* START Provided material *

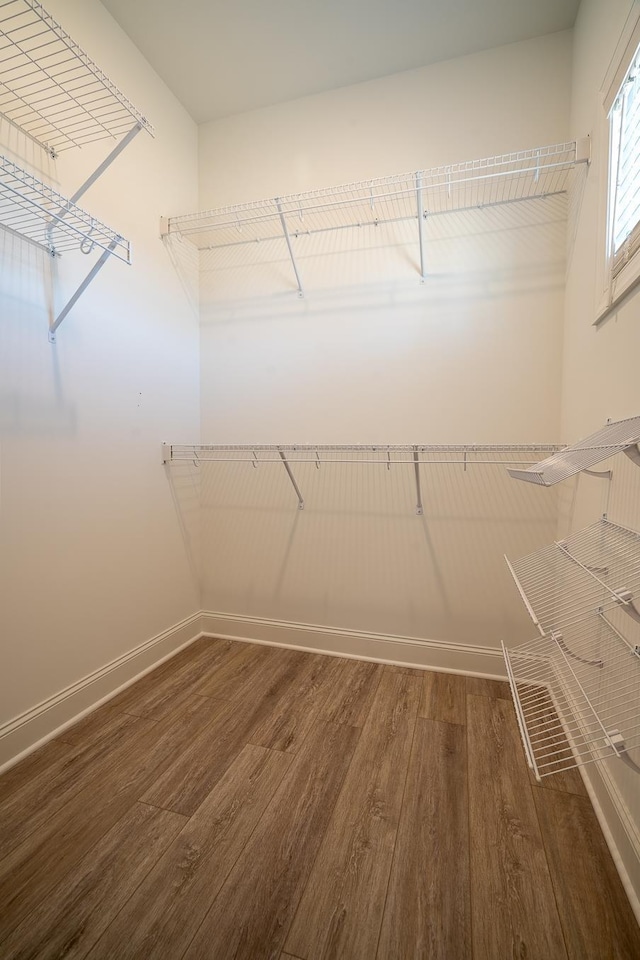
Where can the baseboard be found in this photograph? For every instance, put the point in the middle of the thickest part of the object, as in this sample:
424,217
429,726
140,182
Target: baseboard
35,726
358,644
620,831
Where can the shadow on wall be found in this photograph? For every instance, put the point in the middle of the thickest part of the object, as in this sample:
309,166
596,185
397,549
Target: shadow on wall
359,556
492,251
33,404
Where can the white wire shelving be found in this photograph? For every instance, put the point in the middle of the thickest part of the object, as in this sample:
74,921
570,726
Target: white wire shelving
51,89
36,211
510,178
57,96
623,436
467,456
576,687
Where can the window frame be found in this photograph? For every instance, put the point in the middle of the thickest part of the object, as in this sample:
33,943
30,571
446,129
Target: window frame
618,280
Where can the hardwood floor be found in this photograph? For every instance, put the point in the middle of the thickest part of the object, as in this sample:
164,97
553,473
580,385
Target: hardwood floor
254,802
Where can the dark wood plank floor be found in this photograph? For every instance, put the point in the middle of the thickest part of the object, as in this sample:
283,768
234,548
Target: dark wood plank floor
253,802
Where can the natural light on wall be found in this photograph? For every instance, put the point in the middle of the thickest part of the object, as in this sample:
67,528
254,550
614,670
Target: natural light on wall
625,170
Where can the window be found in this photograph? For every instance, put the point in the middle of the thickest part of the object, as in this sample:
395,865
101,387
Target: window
624,198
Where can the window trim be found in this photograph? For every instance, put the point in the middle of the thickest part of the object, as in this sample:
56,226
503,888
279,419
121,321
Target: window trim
617,282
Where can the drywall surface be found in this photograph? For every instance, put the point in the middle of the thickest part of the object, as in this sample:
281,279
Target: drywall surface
93,554
600,369
373,356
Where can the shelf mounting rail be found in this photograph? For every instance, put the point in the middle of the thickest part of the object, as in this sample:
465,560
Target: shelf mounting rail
410,197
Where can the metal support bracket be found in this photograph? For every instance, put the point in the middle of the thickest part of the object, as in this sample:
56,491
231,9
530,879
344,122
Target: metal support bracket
633,452
416,467
83,286
420,208
293,480
285,230
601,474
625,599
117,150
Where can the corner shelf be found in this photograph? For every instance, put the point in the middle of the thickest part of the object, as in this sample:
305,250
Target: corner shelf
57,96
39,214
510,178
576,687
51,89
622,436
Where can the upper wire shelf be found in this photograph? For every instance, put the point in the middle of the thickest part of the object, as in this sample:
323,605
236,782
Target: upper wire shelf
576,687
525,175
39,213
622,436
342,453
51,89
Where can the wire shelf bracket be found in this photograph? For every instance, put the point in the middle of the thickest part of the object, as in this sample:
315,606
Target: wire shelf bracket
411,197
622,436
39,214
51,89
387,455
576,687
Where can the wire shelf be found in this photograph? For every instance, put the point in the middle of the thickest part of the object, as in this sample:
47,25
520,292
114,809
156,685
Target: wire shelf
526,175
576,687
37,212
594,569
348,453
614,438
577,696
51,89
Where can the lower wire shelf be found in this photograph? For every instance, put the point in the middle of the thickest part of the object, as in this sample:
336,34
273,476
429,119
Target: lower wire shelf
576,687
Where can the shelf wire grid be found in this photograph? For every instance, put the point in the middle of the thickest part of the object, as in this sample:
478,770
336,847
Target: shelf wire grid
526,175
51,89
576,687
385,454
36,211
604,443
575,695
573,578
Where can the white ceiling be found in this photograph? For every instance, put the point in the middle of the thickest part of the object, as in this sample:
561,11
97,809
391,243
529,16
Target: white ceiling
222,57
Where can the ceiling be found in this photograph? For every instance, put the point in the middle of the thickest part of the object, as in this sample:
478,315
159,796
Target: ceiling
221,57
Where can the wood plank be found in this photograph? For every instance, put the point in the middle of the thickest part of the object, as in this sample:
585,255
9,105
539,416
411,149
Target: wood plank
293,716
341,911
156,694
596,916
350,698
481,687
514,912
194,772
163,915
32,766
69,921
31,807
226,682
251,915
108,790
444,698
428,910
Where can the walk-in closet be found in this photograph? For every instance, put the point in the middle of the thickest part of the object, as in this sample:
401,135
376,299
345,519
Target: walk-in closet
320,480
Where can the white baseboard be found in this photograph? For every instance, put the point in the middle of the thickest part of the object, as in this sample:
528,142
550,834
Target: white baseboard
358,644
28,731
620,831
40,723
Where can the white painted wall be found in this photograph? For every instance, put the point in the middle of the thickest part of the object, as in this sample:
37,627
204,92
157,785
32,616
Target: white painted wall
92,554
372,356
600,368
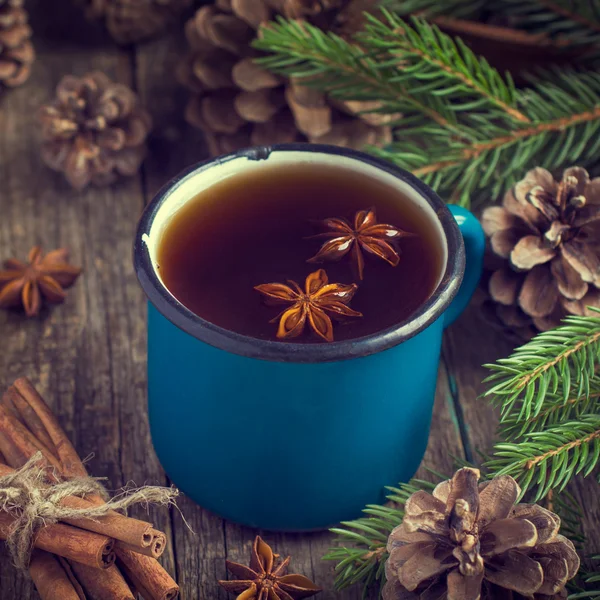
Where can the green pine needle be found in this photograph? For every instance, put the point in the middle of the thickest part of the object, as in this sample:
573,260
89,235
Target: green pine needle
462,126
548,393
361,551
544,460
575,21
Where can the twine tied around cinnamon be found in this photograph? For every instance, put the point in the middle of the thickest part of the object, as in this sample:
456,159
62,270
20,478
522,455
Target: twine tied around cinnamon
27,496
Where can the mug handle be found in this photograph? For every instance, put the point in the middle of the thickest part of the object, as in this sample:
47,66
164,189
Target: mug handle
474,238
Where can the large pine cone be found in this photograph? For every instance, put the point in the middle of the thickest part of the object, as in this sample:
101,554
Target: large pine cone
16,50
236,103
468,541
94,130
130,21
547,234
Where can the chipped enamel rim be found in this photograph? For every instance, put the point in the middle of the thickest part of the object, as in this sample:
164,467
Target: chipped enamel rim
202,175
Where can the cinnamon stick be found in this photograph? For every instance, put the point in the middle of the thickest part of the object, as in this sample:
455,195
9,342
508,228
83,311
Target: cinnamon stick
51,580
144,572
69,542
148,576
108,584
137,535
133,532
28,417
64,563
69,459
18,444
154,549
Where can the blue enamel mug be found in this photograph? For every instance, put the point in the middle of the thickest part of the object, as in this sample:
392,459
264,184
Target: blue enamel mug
287,436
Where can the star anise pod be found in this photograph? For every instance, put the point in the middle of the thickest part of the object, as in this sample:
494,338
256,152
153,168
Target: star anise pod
368,235
266,577
41,278
318,298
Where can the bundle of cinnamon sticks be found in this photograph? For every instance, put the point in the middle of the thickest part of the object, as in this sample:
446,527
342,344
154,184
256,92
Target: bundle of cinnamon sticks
110,557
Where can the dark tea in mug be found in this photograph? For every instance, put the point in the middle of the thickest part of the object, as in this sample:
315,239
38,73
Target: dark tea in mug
263,226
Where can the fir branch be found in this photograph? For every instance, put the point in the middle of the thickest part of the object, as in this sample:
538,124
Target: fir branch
460,9
445,66
306,52
362,554
560,362
555,411
466,131
545,460
575,21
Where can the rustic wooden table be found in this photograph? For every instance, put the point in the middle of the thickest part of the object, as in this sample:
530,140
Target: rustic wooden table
88,356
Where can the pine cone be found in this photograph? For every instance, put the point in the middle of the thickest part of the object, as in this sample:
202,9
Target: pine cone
16,50
468,540
94,130
237,103
547,234
130,21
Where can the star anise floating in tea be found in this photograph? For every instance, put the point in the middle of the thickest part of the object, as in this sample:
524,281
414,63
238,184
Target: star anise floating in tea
266,577
377,239
41,278
314,304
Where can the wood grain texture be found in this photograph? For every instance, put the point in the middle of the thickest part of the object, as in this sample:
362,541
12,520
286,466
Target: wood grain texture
88,356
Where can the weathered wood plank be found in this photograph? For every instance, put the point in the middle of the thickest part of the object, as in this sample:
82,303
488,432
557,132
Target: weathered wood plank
87,356
469,344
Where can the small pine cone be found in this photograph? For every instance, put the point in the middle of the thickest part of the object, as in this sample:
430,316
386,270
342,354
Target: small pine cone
468,541
130,21
546,234
94,131
16,50
237,103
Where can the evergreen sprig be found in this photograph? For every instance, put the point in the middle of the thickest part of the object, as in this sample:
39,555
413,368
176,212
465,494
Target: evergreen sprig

* END Provided material *

◆ **Requirement**
Reproduce all of the items above word for word, leaving out the pictures.

◆ **Answer in full**
Where can the baseboard be found in this photograph? For every instance, put the point in the middle of the thickest part of the object, as in this sample:
424,217
429,726
140,182
Target: baseboard
35,726
358,644
620,831
Where can the shadow on wall be found in this photograph? For every instance, put the point in the middle of the thickest part of the object, as in this sample:
309,166
596,185
397,549
Target: shadow on wall
359,556
492,251
33,404
Where can the white wire shelving be found in this photograph? For every instance, put the point in the middle of the thickest part of the object, as in this sample:
74,921
570,726
Target: white wire shelving
51,89
36,211
510,178
57,96
623,436
467,456
576,687
Where can the window frame be found in this photograph? For every instance, put the point in the middle of the thickest part of the object, as in this sample:
33,943
30,571
446,129
Target: window frame
618,280
Where can the hardwood floor be found in this photograph? For every instance, put the point in the middle of the thickest part of the object, as in this sample:
164,97
553,473
580,385
Target: hardwood floor
254,802
Where can the dark wood plank floor be found in this photograph? For every instance, put the point in the middle of the thickest part of the object, as in this sample:
283,768
234,548
Target: dark wood plank floor
253,802
Where can the natural light on wall be found in this photograph? For every instance, put the point in the middle of the thickest part of the object, as in this sample:
67,528
254,550
614,670
Target: natural light on wall
625,170
Where can the window be found in this photograph? For every instance, put the point in the middle of the thickest part of the object, as in this sample:
395,865
101,387
Target: window
624,198
Where can the window trim be found in this photograph? For every instance, put the point in the middle of the thickest part of the object, as in this sample:
56,226
503,888
279,419
121,321
Target: window trim
617,282
Where can the drywall surface be found in this photograph? For every instance, put the point in the middle of the thickest part of the object, as in this sample:
281,279
Target: drywall surface
93,554
600,369
373,356
Where can the shelf mounting rail be found in this photograph? For every instance, put the point in the middle of the thickest part of the object, as in this sample:
465,560
Target: shelf mounting rail
410,197
Where can the metal support bracket be found in this photograph? For every instance, put the point in the middle of the thickest part of the object, as in this sample:
56,491
231,9
530,879
344,122
Target: metal support bracket
633,452
416,467
83,286
420,208
293,480
285,230
601,474
625,599
117,150
Where can the corner shelf be found in this photograph? For every instance, put the point in the middle of the thickest part of the object, as in this sample:
305,250
Target: corner shelf
57,96
39,214
510,178
576,687
51,89
622,436
Where can the upper wire shelf be found in this photograph? For every instance, put the point in the middle of the thickest part of the object, as in this sample:
323,605
236,782
Target: upper wire shelf
576,687
525,175
39,213
622,436
342,453
51,89
Where can the wire shelf bracket be found in this photograph? For every instance, put the point in the middle of the thickest part of the object, as in this sample:
315,606
Target: wire shelf bracket
411,197
622,436
39,214
51,89
387,455
576,687
Where can the wire shelf be found in this photograph? For every instance, put the point in the middle of the thickest part of the object, as in this sample:
47,25
520,292
114,809
156,685
Target: wire shelf
526,175
576,687
37,212
594,569
348,453
614,438
577,696
51,89
Where can the lower wire shelf be found in this photograph? For every instance, put the point in the middle of the thickest part of the object, as in this sample:
336,34
273,476
429,119
Target: lower wire shelf
576,687
Where can the shelf wire grid be found in this photograph? For every instance, put the point in the middle of the thickest part of the object, as in this sample:
478,770
336,847
Target: shelf wire grid
526,175
51,89
576,687
385,454
36,211
604,443
575,695
573,578
Where can the white ceiling be found in this photograph? For every instance, put the point in the middle of the thickest part of the object, as in this sample:
561,11
97,809
391,243
529,16
Target: white ceiling
222,57
Where can the ceiling be found in this photograph? For every instance, put the point in the middle of the thickest part of the object, as in this sample:
478,315
159,796
Target: ceiling
221,57
Where can the wood plank be found in this photograph? For every instance, put the point in the middle of the thickest part of the object, as in this sample:
585,255
9,105
539,416
411,149
Target: wood plank
293,716
341,911
156,694
596,916
350,698
481,687
514,912
194,772
163,915
32,766
69,921
31,807
226,682
251,915
108,790
444,698
428,910
Where can the walk-in closet be found in this photograph? For every instance, put the point in the middle of the thickest part of the object, as in this sample:
401,135
376,299
345,519
Target: walk-in closet
320,480
Where can the white baseboard be found in this photograph? For every instance, put the point in the middle of the thickest part of the object, as in this sample:
528,142
550,834
Target: white baseboard
358,644
28,731
620,831
40,723
Where can the white painted wall be found in this photograph? For every instance, put the point in the middle of the thickest part of the object, as in this sample:
37,627
204,92
157,785
32,616
Target: white painted wall
92,554
372,356
600,368
Where can the green pine needle be found in this photograph? For every instance, put the point in the middle of the thickest part of the object, as in this sample:
573,260
89,235
Target: green pine needle
462,126
548,393
361,551
544,460
575,21
Where can the twine tied around cinnamon be found in this photograph? For every instance, put the point in the middle of the thickest part of the object, as in this sample:
456,159
62,270
20,478
522,455
Target: twine tied around cinnamon
27,496
Where can the mug handle be found in this photograph? For every instance, put the point in the middle of the thickest part of the object, as in this sample:
47,66
164,189
Target: mug handle
474,238
Where can the large pine cone be found in this photograph? For every instance, put the point in the middle of the thickest part of the object, as in this sample:
101,554
Target: large pine cone
16,50
236,103
468,541
94,130
130,21
547,234
Where can the chipped enamel rim be found in this photograph? For every instance, put the point in the middle of the thickest part of the object, as in this sample:
164,467
Target: chipped enamel rim
202,175
Where can the cinnamon stick be found in this photograph? For every instance, put the point in the middle of the thickest part of the object, as in this sample:
455,195
9,342
508,228
83,311
Target: cinnamon stick
51,580
144,572
69,542
148,576
108,584
137,535
133,532
28,417
64,563
69,459
18,444
154,549
Where can the blue enamel mug be found in this photograph? For every instance, put the point in the middle of the thickest part of the object, as in this sample:
392,459
264,184
Target: blue enamel mug
287,436
Where can the star anise pod be found in this photograph? For every instance, put the point in the middle of the thickest part of the object, as in this sample:
494,338
256,152
153,168
Target: star anise pod
368,235
266,577
41,278
318,298
Where can the bundle of cinnamon sticks be found in this photograph? For every instance, put the point in the middle of the thickest part of the object, as in this sample:
446,527
342,344
154,184
256,92
Target: bundle of cinnamon sticks
110,557
Where can the dark tea in mug be found in this photograph? For every instance, put the point in the middle of the thickest part of the object, as in this sample:
315,239
38,73
Target: dark tea in mug
263,226
Where can the fir branch be found in this photograph? For every instance, put the point in the middle of the thickest part of the object, as in this sample:
538,124
Target: fir branch
460,9
445,66
306,52
362,554
560,362
555,411
466,131
545,460
575,21
Where can the rustic wooden table be found in this photograph? For every instance, put the point in the middle of the thickest part of the object, as in this sample:
530,140
Target: rustic wooden table
88,356
Where can the pine cone be found in this photograph? For every instance, put the point in the middle of the thickest part of the object, as in this sample:
202,9
Target: pine cone
16,50
468,540
94,130
237,103
547,234
130,21
Where can the star anise floating in tea be found in this photograph? For every instance, put the point in the middle of the thickest part of the object, as in this sample:
524,281
414,63
238,184
Target: star anise floating in tea
266,577
377,239
41,278
314,304
Where can the wood grain texture be found in this photograph? For every instance, put the point in the middle of the thickest part of the object, as in this sample:
362,541
12,520
286,466
Target: wood grain texture
88,356
Where can the weathered wood plank be found in this photograph? For every instance, put the point in the middle of the thickest part of the object, as in this sample:
82,303
488,432
557,132
Target: weathered wood plank
87,356
469,344
Where can the small pine cone be found in this photograph? For every instance, put the point in the middle of the thickest part of the object, as in this sample:
430,316
386,270
342,354
Target: small pine cone
468,541
130,21
546,234
94,131
16,50
237,103
Where can the evergreen sprig be found in this photograph? For every instance, put the point in the middle of the thickest part of the object, as in this sample:
39,555
413,368
176,212
465,494
Target: evergreen sprig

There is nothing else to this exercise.